■ Exercise objective: Retype the full set of records. Keep every character identical.

(Extracted records)
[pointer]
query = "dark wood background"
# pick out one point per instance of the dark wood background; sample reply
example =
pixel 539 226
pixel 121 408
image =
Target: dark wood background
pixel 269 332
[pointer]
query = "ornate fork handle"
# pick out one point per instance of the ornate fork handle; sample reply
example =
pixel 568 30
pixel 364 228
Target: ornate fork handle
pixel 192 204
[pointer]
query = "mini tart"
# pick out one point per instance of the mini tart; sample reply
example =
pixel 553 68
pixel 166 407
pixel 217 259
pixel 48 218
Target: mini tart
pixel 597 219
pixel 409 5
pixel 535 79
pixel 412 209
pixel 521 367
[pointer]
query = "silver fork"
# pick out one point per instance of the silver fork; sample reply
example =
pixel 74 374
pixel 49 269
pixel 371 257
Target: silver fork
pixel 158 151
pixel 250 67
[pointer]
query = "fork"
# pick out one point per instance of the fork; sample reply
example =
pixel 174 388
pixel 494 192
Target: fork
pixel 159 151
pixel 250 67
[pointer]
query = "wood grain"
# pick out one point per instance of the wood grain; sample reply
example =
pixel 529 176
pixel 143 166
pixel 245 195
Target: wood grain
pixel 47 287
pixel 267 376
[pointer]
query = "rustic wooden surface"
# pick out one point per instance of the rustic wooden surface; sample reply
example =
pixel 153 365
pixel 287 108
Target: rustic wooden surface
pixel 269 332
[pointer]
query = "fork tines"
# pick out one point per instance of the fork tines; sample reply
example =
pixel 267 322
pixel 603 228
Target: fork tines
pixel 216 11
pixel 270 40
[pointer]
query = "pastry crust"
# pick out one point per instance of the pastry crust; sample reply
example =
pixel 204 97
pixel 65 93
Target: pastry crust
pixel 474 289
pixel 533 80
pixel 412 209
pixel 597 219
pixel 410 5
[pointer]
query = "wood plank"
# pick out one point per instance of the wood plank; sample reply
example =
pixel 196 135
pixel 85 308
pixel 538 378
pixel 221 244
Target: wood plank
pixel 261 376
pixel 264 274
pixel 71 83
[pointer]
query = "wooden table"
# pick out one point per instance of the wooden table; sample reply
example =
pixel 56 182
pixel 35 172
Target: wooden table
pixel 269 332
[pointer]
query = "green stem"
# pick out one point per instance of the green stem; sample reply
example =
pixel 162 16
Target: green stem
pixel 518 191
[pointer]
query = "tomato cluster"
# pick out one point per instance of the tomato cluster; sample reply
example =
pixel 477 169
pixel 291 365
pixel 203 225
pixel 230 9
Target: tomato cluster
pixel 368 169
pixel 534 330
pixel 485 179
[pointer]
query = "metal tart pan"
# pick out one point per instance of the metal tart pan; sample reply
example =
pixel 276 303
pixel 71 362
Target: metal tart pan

■ Answer area:
[pointer]
query = "dark wood background"
# pick out one point per instance of the dark wood background; sample reply
example =
pixel 539 226
pixel 121 408
image =
Target: dark wood background
pixel 269 332
[pointer]
query = "ornate fork handle"
# pick out one point per instance of the ornate fork handle; sample reply
example =
pixel 568 30
pixel 364 228
Target: ornate fork handle
pixel 192 204
[pointer]
query = "mini tart"
# pick out one point per instance of the mini tart; sample reply
example =
pixel 553 68
pixel 166 407
pixel 217 259
pixel 48 218
Target: mini tart
pixel 597 219
pixel 409 5
pixel 535 79
pixel 412 209
pixel 521 367
[pointer]
query = "silver fork"
# pick out one point per instance of the silver fork; sample reply
example =
pixel 74 374
pixel 49 269
pixel 371 257
Target: silver fork
pixel 158 151
pixel 250 67
[pointer]
query = "fork"
# pick out one point per instance of the fork; sample reply
example =
pixel 174 388
pixel 494 192
Target: fork
pixel 159 151
pixel 250 67
[pointer]
query = "wood grain"
# pick out one point per instance of the wood grain; sample reply
example =
pixel 529 176
pixel 143 166
pixel 245 195
Target: wood grain
pixel 47 287
pixel 267 376
[pointer]
query = "rustic wooden surface"
# pick out one point per instance of the rustic wooden surface; sample reply
example =
pixel 153 365
pixel 287 108
Target: rustic wooden surface
pixel 269 332
[pointer]
query = "fork tines"
# pick out one point per instance of the fork tines; sample reply
example =
pixel 267 322
pixel 603 228
Target: fork tines
pixel 216 11
pixel 270 40
[pointer]
query = "pastry crust"
# pick out one point per instance of the pastry crust; sample reply
example =
pixel 204 97
pixel 65 93
Target: pastry crust
pixel 474 289
pixel 533 80
pixel 412 209
pixel 597 219
pixel 410 5
[pointer]
query = "wood plank"
# pick out one point per instance of the wood plank; sample reply
example =
pixel 196 135
pixel 85 308
pixel 538 378
pixel 221 244
Target: wood plank
pixel 261 376
pixel 264 274
pixel 71 83
[pointer]
query = "wooden table"
# pick out one point per instance of the wooden table; sample reply
example =
pixel 56 182
pixel 35 172
Target: wooden table
pixel 269 332
[pointer]
query = "green stem"
# pick out one point per instance of the green stem; sample reply
example =
pixel 162 16
Target: green stem
pixel 518 191
[pointer]
query = "tomato cluster"
# pick out one point per instance of the tomato cluster; sample reply
example =
pixel 477 169
pixel 291 365
pixel 203 225
pixel 230 9
Target: tomato cluster
pixel 368 169
pixel 534 330
pixel 485 179
[pointer]
query = "metal tart pan"
# pick out one point per instance of the metal tart pan; sample reply
example =
pixel 276 303
pixel 71 362
Target: metal tart pan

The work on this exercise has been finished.